+++ DATA ENTRIES +++

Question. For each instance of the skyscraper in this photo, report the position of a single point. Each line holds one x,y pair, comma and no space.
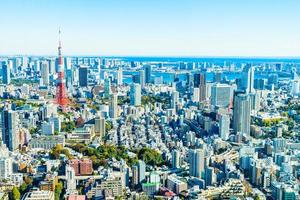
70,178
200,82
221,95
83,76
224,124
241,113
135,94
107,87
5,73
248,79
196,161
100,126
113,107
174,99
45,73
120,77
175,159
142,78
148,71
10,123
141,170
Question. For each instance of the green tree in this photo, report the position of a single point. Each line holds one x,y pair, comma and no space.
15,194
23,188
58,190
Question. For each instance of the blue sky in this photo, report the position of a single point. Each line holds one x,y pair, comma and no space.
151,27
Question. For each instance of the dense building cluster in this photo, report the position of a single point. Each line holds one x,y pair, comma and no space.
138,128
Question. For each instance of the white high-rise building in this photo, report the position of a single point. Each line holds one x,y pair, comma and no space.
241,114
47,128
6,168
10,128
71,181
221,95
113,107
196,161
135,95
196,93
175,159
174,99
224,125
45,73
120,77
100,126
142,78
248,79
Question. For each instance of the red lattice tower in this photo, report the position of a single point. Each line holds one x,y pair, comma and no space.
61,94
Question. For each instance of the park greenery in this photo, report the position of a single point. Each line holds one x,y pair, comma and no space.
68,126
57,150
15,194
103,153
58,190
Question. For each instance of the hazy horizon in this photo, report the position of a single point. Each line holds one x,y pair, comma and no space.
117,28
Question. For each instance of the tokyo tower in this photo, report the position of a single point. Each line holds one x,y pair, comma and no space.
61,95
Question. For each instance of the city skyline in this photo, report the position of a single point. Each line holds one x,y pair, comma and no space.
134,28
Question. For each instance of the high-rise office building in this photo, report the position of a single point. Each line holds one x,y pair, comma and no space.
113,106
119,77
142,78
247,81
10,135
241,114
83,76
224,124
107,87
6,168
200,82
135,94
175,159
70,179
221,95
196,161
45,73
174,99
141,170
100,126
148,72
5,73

+++
+++ DATA ENTRIES +++

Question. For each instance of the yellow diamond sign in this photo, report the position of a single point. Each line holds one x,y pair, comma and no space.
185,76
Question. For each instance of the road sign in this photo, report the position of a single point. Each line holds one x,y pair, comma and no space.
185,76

+++
+++ DATA ENTRIES +++

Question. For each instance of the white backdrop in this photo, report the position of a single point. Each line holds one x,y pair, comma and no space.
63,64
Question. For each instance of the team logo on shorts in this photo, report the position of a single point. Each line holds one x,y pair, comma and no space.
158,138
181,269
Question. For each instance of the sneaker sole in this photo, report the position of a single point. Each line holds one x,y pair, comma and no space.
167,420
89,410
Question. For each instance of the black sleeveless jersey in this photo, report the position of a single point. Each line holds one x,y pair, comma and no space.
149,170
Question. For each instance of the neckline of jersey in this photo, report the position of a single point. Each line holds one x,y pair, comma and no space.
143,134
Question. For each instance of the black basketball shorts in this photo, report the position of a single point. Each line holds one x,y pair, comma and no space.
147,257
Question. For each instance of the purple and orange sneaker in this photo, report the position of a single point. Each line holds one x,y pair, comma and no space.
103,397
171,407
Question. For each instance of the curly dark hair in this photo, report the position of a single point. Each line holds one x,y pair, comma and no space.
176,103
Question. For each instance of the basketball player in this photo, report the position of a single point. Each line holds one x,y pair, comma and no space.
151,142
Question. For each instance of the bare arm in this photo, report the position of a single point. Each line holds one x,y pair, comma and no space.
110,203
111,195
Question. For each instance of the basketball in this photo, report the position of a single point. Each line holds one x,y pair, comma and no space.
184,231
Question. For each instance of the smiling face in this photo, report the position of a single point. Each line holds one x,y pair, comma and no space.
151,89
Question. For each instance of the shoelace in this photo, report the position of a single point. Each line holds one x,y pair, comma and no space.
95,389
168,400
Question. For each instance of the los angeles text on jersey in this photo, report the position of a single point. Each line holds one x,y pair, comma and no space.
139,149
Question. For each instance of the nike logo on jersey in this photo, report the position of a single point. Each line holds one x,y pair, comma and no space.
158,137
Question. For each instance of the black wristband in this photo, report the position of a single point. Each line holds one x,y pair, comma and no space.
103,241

+++

* GIVEN PROBLEM: Count the lines in the records that contain the word "jersey". Give only the number.

* RESPONSE TO THE TASK: 4